[Records from a dataset]
****
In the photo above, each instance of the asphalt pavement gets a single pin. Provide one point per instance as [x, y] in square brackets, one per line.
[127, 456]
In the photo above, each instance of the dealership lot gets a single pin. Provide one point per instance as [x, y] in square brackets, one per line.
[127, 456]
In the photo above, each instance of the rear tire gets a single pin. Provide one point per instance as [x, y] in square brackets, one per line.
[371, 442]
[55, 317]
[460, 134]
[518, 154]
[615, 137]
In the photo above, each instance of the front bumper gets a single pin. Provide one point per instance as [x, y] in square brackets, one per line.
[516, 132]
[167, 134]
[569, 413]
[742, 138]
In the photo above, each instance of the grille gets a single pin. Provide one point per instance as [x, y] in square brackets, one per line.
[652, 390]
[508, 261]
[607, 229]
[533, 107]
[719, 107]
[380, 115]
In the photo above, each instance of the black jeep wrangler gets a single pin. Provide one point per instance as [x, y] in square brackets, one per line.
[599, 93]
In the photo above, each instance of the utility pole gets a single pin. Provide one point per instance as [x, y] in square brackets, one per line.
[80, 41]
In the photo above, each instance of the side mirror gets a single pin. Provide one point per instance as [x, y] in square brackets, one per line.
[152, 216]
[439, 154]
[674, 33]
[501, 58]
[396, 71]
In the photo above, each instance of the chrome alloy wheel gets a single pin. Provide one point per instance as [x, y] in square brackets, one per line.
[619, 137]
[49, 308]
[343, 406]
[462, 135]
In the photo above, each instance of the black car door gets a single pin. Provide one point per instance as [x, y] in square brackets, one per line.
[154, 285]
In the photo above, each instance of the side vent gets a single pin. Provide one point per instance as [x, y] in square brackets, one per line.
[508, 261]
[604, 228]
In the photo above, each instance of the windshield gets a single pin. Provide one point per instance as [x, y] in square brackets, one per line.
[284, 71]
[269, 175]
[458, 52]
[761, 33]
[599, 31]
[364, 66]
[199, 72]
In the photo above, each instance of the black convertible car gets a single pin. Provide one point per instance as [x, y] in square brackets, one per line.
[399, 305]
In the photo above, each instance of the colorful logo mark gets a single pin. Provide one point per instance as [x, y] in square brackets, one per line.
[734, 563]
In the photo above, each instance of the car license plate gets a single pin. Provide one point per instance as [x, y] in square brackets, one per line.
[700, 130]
****
[TASK REQUIREMENTS] Reproduce nothing but the lines from the line containing "In the photo above, each instance of the side mirror" to the last line of the data, each exactly as written.

[WRITTEN SOLUTION]
In the photo above, each instance of the side mirror gets a single pin. Provide one point per instance as [x, y] in square brackets, one per line.
[152, 216]
[439, 154]
[674, 33]
[501, 58]
[396, 71]
In the photo above, each instance of the chrome alloy wheel gets a single pin. Provide one point per instance as [x, y] in square brackets, one per line.
[619, 137]
[49, 308]
[343, 406]
[462, 135]
In the photo above, each instance of the black car door gets a single pin. Provide one point per instance as [x, y] in square brackets, one per line.
[154, 285]
In the photo above, each instance of the side vent gets a single pin. Provide one point per instance as [x, y] in square brackets, one per line.
[508, 261]
[604, 228]
In the photo above, each instance of the windshield gets a single pin. Provide one point per instance as [x, y] in square brackets, one per line.
[284, 71]
[269, 175]
[458, 52]
[761, 33]
[599, 31]
[364, 66]
[199, 72]
In the photo above, each instance of the black convertible car gets a single pin. Provide one point per instance as [x, y] in square brackets, one per line.
[399, 305]
In the photo above, each instance of the colorful logo mark gets a single pin. Provide one point per instance as [x, y] in square brackets, one per line.
[734, 563]
In the photo above, each instance of the car license plate gets a single pin. Provide one point per instance as [x, y] in square brackets, one per line.
[700, 130]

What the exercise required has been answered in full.